##### Data for review #####

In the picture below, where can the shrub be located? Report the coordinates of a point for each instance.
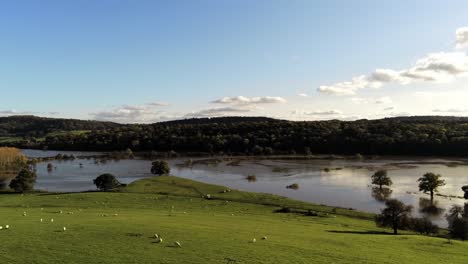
(24, 182)
(251, 178)
(106, 182)
(160, 167)
(293, 186)
(423, 226)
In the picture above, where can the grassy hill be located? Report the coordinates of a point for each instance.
(118, 227)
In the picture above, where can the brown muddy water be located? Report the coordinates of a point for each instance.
(341, 183)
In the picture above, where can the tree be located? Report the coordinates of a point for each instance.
(429, 182)
(380, 178)
(395, 215)
(106, 182)
(423, 226)
(160, 167)
(457, 219)
(24, 182)
(465, 190)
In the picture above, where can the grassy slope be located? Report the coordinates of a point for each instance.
(209, 230)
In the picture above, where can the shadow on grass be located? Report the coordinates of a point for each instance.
(359, 232)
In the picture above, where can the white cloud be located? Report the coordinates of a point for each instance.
(222, 111)
(449, 110)
(157, 104)
(318, 112)
(242, 100)
(379, 100)
(462, 38)
(383, 100)
(434, 67)
(127, 114)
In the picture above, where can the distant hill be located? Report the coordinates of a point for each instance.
(417, 135)
(40, 126)
(426, 119)
(218, 120)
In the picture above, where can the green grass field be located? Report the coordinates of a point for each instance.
(118, 227)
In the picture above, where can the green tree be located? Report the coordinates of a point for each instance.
(457, 219)
(24, 182)
(381, 178)
(160, 167)
(395, 215)
(106, 182)
(429, 182)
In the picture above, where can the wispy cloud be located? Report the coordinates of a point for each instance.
(378, 100)
(449, 110)
(131, 113)
(462, 38)
(434, 67)
(318, 112)
(213, 112)
(242, 100)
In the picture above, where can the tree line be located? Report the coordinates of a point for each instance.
(263, 136)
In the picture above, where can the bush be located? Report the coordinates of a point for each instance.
(24, 182)
(106, 182)
(423, 226)
(251, 178)
(160, 167)
(293, 186)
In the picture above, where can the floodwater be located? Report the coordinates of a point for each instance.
(346, 183)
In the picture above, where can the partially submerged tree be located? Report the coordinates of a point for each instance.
(106, 182)
(465, 190)
(395, 215)
(457, 219)
(381, 178)
(423, 226)
(429, 182)
(24, 182)
(160, 167)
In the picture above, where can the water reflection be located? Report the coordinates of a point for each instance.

#####

The listing above must be given again exactly, minus its pictures.

## Written solution
In the picture below, where can the shrub be located? Report the coordinates of a point for each instance.
(24, 182)
(251, 178)
(106, 182)
(160, 167)
(293, 186)
(423, 226)
In the picture above, where can the grassy hill be located? Report the coordinates of a point for each instance.
(118, 227)
In the picture above, where can the brown muddy water be located? Report the coordinates of a point for each instance.
(341, 183)
In the picture above, where can the tree be located? Report the coordinates of a point for each instance.
(429, 182)
(380, 178)
(395, 215)
(106, 182)
(423, 226)
(160, 167)
(457, 219)
(24, 182)
(465, 190)
In the picture above, where can the grassy slope be located? Report the coordinates of a point for each instance.
(209, 230)
In the picture above, where can the shadow on grass be located? Report the coordinates of a point for each instance.
(359, 232)
In the picture above, where can the white cloud be located? Report the coordinates of a point for each instance.
(222, 111)
(449, 110)
(157, 104)
(318, 112)
(242, 100)
(379, 100)
(462, 38)
(383, 100)
(434, 67)
(127, 114)
In the picture above, where can the distant hill be located? Report the coordinates of a point for each instance.
(417, 135)
(40, 126)
(426, 119)
(218, 120)
In the picture above, where can the green grass field be located? Report the coordinates of a point for each instance.
(118, 227)
In the picture above, where can the green tree be located? Report the coordinates of a point for each instance.
(457, 219)
(24, 182)
(381, 178)
(160, 167)
(395, 215)
(106, 182)
(429, 182)
In the picture above, where can the wispy cloud be located? Report the coordinates of a point for each instance.
(378, 100)
(449, 110)
(131, 113)
(462, 38)
(434, 67)
(318, 112)
(213, 112)
(242, 100)
In the picture above, where can the tree line be located? Report the coordinates of a point for each instance.
(263, 136)
In the picture above, where can the bush be located? Report the coordinates of a point for each instance.
(24, 182)
(106, 182)
(423, 226)
(251, 178)
(160, 167)
(293, 186)
In the picture above, where can the floodwater be located? Report the coordinates of a point for each instance.
(346, 183)
In the picture above, where can the partially submerged tree be located? Report the coordinates of a point for each instance.
(106, 182)
(465, 190)
(395, 215)
(457, 219)
(381, 178)
(423, 226)
(429, 182)
(24, 182)
(160, 167)
In the picture above, where can the water reflection be located? Report the coordinates of a point for each instance.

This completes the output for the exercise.